» DIRECTIONS
Here are some records. Transcribe all of them exactly.

» EXTRACTED INFORMATION
┌────────

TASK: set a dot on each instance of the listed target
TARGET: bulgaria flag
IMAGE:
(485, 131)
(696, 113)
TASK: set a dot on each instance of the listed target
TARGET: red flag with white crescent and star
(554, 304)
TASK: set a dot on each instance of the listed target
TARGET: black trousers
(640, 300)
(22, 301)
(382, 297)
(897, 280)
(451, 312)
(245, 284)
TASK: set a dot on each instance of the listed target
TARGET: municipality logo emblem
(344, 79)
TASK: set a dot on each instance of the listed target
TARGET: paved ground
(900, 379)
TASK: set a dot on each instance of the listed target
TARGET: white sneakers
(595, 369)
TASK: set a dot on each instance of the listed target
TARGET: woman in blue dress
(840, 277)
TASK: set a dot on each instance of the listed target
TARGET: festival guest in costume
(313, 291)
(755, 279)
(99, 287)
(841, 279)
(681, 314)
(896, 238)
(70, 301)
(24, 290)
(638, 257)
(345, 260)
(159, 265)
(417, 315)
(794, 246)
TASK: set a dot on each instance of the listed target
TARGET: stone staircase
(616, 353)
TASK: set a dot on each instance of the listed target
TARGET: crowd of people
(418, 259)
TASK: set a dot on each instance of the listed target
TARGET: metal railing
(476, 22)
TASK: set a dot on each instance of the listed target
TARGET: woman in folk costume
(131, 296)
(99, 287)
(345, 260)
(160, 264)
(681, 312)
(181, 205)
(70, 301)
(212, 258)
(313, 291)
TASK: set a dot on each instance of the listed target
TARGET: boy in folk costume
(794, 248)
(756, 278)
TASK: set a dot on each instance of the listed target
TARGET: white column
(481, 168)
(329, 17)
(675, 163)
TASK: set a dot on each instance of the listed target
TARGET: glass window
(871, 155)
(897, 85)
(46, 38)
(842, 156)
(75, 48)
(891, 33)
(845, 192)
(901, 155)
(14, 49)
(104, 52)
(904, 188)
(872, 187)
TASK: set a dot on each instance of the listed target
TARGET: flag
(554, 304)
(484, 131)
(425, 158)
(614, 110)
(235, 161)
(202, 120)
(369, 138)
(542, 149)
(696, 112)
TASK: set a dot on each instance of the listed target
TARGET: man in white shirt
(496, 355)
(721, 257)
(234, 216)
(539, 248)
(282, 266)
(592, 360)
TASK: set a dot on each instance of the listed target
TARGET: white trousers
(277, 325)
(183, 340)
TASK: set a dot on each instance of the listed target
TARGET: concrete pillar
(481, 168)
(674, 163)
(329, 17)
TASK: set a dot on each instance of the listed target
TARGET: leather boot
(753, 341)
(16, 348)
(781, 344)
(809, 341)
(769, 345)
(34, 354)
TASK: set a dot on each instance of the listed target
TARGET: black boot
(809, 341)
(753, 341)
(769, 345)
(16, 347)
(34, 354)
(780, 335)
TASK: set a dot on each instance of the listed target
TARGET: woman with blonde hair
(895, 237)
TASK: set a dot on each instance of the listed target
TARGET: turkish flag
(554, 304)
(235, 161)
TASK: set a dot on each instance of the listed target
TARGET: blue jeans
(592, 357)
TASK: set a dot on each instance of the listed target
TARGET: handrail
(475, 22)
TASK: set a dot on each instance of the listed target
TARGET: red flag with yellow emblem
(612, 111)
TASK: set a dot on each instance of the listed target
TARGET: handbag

└────────

» ANSWER SECTION
TASK: set a dot on each instance of the listed target
TARGET: bulgaria flag
IMAGE:
(485, 131)
(696, 113)
TASK: set a dot on each instance of the listed target
TARGET: red flag with white crescent and star
(554, 304)
TASK: set a dot on each instance of the listed target
TARGET: black trousers
(640, 300)
(22, 301)
(382, 297)
(897, 280)
(451, 312)
(245, 284)
TASK: set a dot on each instance of the listed target
TARGET: municipality logo emblem
(344, 79)
TASK: set a dot on each instance of the listed target
TARGET: paved ground
(900, 379)
TASK: set a dot on each instance of the listed target
TARGET: white sneakers
(595, 369)
TASK: set a dot on each instance of the listed target
TARGET: woman in blue dress
(840, 277)
TASK: set a dot on each instance of the listed target
TARGET: festival guest in costume
(313, 291)
(755, 279)
(99, 287)
(841, 279)
(681, 314)
(896, 238)
(70, 301)
(24, 290)
(638, 257)
(345, 260)
(159, 265)
(417, 315)
(794, 246)
TASK: set a dot on each instance of the listed target
TARGET: stone staircase
(616, 353)
TASK: set a dot on each instance of the listed target
TARGET: crowd of people
(418, 259)
TASK: set a dot on each instance of the listed target
TARGET: metal railing
(476, 22)
TASK: set a dot on each instance of the listed target
TARGET: woman in folk costume
(131, 296)
(99, 287)
(345, 260)
(160, 264)
(681, 312)
(181, 205)
(70, 301)
(212, 258)
(313, 291)
TASK: set a dot on each instance of the listed target
TARGET: boy in folk costume
(794, 248)
(756, 278)
TASK: set a dot on each instance of the listed target
TARGET: white column
(481, 168)
(329, 17)
(675, 163)
TASK: set a dot on each instance of the listed target
TARGET: glass window
(871, 155)
(897, 85)
(46, 38)
(842, 156)
(75, 48)
(891, 33)
(845, 192)
(901, 155)
(14, 49)
(104, 52)
(904, 188)
(872, 187)
TASK: set a dot on each instance of the listed target
TARGET: flag
(554, 304)
(484, 131)
(425, 158)
(614, 110)
(235, 161)
(202, 120)
(369, 138)
(542, 149)
(696, 112)
TASK: set a dot on each instance of the listed target
TARGET: man in white shirt
(496, 355)
(721, 257)
(234, 216)
(539, 248)
(282, 266)
(592, 360)
TASK: set a dot on each instance of the listed target
TARGET: white trousers
(277, 325)
(183, 340)
TASK: set a dot on each instance of the listed target
TARGET: concrete pillar
(481, 168)
(674, 163)
(329, 17)
TASK: set a dot on each instance of the listed target
TARGET: leather boot
(753, 341)
(16, 348)
(781, 344)
(809, 341)
(769, 345)
(34, 354)
TASK: set a dot on each instance of the listed target
TARGET: black boot
(809, 341)
(753, 341)
(769, 345)
(16, 347)
(34, 354)
(780, 335)
TASK: set a dot on each instance of the listed target
TARGET: woman with blonde hair
(895, 237)
TASK: set a dot on each instance of the listed target
TARGET: turkish flag
(554, 304)
(235, 161)
TASK: set a dot on each instance of the listed target
TARGET: blue jeans
(592, 357)
TASK: set a dot on each instance of the listed target
TARGET: handrail
(475, 22)
TASK: set a dot on each instance of the listed target
TARGET: red flag with yellow emblem
(612, 111)
TASK: set a dot on each instance of the listed target
TARGET: handbag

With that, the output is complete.